§ Exercise aim
Rescale these items: write out every line again, wording included, with each box coordinate multiplied by 2.6 and rounded to a whole number, halves rounding up. Keep the sample numbers after "Reply like" unchanged, and leave the pictures out of your answer.

[Start Material for the task]

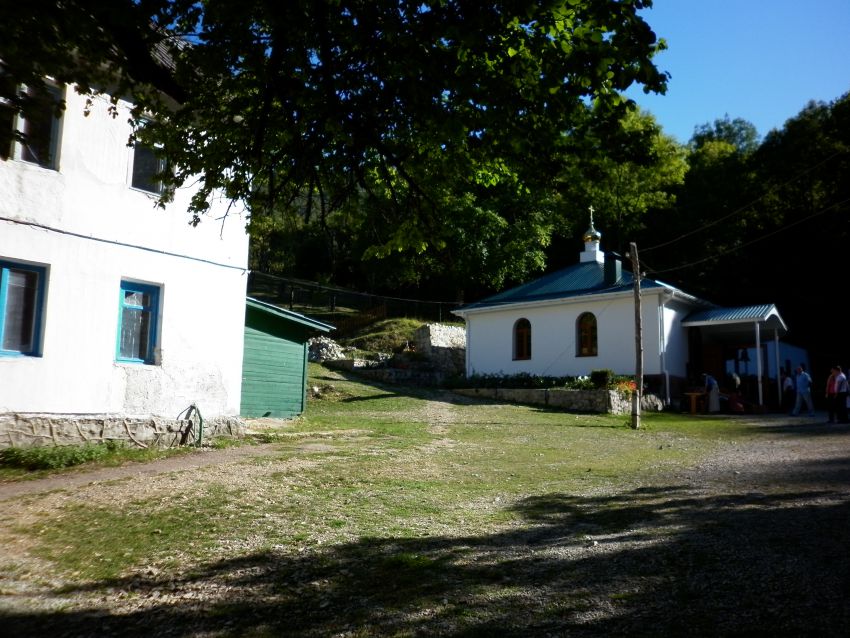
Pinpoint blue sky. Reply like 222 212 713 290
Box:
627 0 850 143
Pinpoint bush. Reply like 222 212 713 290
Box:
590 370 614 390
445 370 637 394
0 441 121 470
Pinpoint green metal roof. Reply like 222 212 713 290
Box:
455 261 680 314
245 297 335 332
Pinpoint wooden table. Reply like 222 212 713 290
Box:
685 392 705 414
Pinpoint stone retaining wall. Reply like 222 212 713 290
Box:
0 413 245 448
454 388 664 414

[End Material for the task]

§ Worked solution
Pinpoint blue sky. Reply like 222 212 713 290
Box:
1630 0 2210 372
Pinpoint bush. Reply like 222 212 713 290
Box:
1534 962 1596 1014
1157 962 1656 1024
0 1147 315 1222
Pinpoint green metal roof. Reply like 222 212 713 290
Box:
1183 679 1768 816
637 772 871 863
Pinpoint wooden table. Reply like 222 212 713 290
Box:
1781 1019 1833 1076
Pinpoint stone retaining wall. Reply like 222 212 713 290
Box:
0 1074 637 1165
1180 1009 1726 1076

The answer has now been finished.